• _Record extracts_
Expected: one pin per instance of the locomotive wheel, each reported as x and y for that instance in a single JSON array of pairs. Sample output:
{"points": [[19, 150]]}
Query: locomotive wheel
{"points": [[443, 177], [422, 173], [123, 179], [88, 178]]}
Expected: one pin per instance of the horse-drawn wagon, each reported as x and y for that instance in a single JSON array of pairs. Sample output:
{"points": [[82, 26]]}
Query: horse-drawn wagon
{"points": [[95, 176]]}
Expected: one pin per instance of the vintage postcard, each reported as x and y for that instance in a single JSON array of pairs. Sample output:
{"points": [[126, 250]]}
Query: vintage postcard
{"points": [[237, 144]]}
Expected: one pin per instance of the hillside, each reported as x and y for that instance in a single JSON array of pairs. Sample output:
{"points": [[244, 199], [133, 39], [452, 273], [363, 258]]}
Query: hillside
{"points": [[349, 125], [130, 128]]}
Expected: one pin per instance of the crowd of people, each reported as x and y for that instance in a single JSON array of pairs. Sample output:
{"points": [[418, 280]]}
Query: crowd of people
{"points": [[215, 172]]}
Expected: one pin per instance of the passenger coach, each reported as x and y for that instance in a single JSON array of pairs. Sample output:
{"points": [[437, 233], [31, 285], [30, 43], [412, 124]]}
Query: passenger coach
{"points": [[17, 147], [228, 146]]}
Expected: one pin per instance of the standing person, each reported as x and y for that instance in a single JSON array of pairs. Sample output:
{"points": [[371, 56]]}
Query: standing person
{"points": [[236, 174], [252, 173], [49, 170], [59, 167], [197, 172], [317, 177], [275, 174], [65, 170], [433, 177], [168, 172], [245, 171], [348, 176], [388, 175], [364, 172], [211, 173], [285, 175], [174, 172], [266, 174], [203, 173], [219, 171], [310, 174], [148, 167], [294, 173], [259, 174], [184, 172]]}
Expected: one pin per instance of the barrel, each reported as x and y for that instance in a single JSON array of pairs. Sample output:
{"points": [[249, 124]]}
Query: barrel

• _Task statement_
Change every "Query" in the records above to "Label", and write all of the records out again with nothing else altered.

• _Task response_
Expected: one pin per instance of the locomotive wheel, each reported as x and y for that instance in a single JSON array of pairs. Sample output:
{"points": [[19, 150]]}
Label: locomotive wheel
{"points": [[443, 177], [422, 173], [123, 179], [88, 178]]}
Expected: one pin per instance of the horse-drawn wagon, each reported as x and y for that instance in a single JSON array of pairs. Sample output:
{"points": [[82, 26]]}
Label: horse-drawn wagon
{"points": [[95, 176]]}
Expected: one pin per instance of the vintage postcard, each reported as x and y for that instance in a single JSON array of pairs. Sample output:
{"points": [[126, 250]]}
Label: vintage postcard
{"points": [[237, 144]]}
Expected: one pin per instance of the hillside, each reported as x and y for that instance in a single JSON array of pairs. Sample output:
{"points": [[244, 199], [133, 39], [452, 273], [363, 258]]}
Label: hillside
{"points": [[349, 125], [130, 128]]}
Expected: one pin per instance of the crowd of people, each reported as x and y for that instance in a single JSON array of pairs. Sample output:
{"points": [[418, 280]]}
Label: crowd of people
{"points": [[215, 172]]}
Expected: one pin per instance of the passenger coach, each reported as x and y for that instance in a single JSON array of pairs. Sample output:
{"points": [[437, 233], [31, 285], [30, 43], [412, 124]]}
Label: passenger coach
{"points": [[17, 147], [228, 146]]}
Expected: one pin per instance of the standing person, each reported as x and y for that instance in a single JSON array of pairs. Sample output:
{"points": [[371, 56]]}
Label: standing person
{"points": [[236, 174], [252, 173], [49, 170], [59, 167], [197, 172], [317, 177], [275, 174], [65, 170], [433, 177], [168, 172], [245, 171], [348, 176], [388, 175], [364, 172], [211, 173], [285, 175], [174, 172], [266, 174], [203, 173], [219, 171], [310, 174], [148, 167], [294, 173], [259, 174], [184, 172]]}
Expected: one pin per instance of the barrel, each reported as x and y for that instance in a single JSON array of pairs. Sample output:
{"points": [[249, 124]]}
Label: barrel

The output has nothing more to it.